EXERCISE OBJECTIVE: The listing below is to be given again in full and word for word, without its images.

--- START ---

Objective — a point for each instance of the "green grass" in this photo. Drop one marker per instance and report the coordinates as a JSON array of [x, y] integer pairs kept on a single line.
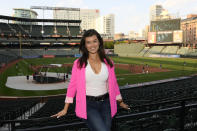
[[174, 64]]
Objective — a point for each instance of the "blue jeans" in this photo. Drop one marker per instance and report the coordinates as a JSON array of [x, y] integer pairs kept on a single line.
[[98, 115]]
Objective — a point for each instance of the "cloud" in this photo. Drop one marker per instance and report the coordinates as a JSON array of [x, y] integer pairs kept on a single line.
[[182, 7], [129, 17]]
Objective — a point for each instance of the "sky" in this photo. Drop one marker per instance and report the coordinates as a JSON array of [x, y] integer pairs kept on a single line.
[[129, 14]]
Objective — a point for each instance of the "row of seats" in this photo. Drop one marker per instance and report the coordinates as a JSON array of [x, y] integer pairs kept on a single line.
[[141, 99]]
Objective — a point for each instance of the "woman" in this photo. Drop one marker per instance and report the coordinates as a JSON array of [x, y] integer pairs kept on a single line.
[[94, 83]]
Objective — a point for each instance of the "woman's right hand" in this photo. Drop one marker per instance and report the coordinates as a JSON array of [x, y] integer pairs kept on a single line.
[[60, 114]]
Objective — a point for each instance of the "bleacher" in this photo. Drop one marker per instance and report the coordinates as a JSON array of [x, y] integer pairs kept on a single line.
[[35, 30], [151, 100]]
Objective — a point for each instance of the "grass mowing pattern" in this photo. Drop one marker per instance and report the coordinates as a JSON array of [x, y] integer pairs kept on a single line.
[[174, 64]]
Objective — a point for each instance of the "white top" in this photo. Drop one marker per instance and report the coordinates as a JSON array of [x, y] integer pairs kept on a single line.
[[96, 84]]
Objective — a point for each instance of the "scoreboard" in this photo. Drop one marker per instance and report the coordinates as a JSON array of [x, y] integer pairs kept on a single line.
[[165, 32], [165, 25]]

--- END ---

TASK SOLUTION:
Objective — a point for each instance of the "green grass" in this photo. Drop one marker per instance and report the coordinates as a JSON array of [x, y] integer pairs kept on a single line.
[[174, 64]]
Objective — a point for each instance of the "blue jeans" in this photo. Drop one marker per instance and report the coordinates as a JSON array of [x, y] integer pairs kept on a single line.
[[98, 115]]
Objective — a point for each instance of the "cloud" in this photo. Drop one marker per instance and report the coordinates as a JSON array of [x, y] integer pairs kept on a single line.
[[182, 7], [129, 17]]
Objective — a point for each instance of the "sky" in this photo. Drop one marker per instance and report the coordinates as a JSON array of [x, y] integer pairs kept on a single line.
[[129, 14]]
Objective — a point for each instance of the "row of seats" in this photo. Drop one marker per instance and report the coordinates as a JSON array of [x, y] integer pairs kept on a single line.
[[141, 99]]
Objective — a point for each instance of the "woman" in this photo. Drop one marker per instance and report the coordinates as a JSON array of [x, y] integer pairs kept on a single line.
[[94, 83]]
Objective — a point for each instance of the "woman's right hand" in this photo. Drop one marker per instance and report the coordinates as a JSON array of [x, y] integer pairs kept on a single line.
[[60, 114]]
Objective — a point for each instance of the "bleacher" in this photo. Drop one marker per instance and report the coordinates as a JSON array of [x, y] integer pairs kept on a single line.
[[35, 30], [151, 100]]
Objective — a point for each instance of the "grass mowing pattern" in this photo. Drop one marker per instance and report the coordinates as a JSON array of [x, y] integer pairs kept on a single line.
[[174, 64]]
Objective — a point for each instance of the "white top" in this photo. Drop one marker per instance and report the coordinates as a JSON array of [x, y] integer pairs kept on a single line.
[[96, 84]]
Objective — a point for each instance of the "scoreboard" in this photo. Drop one marker per instance and report the coordinates as a JSON array of [x, y] integer pairs kept on a single line.
[[165, 32], [165, 25]]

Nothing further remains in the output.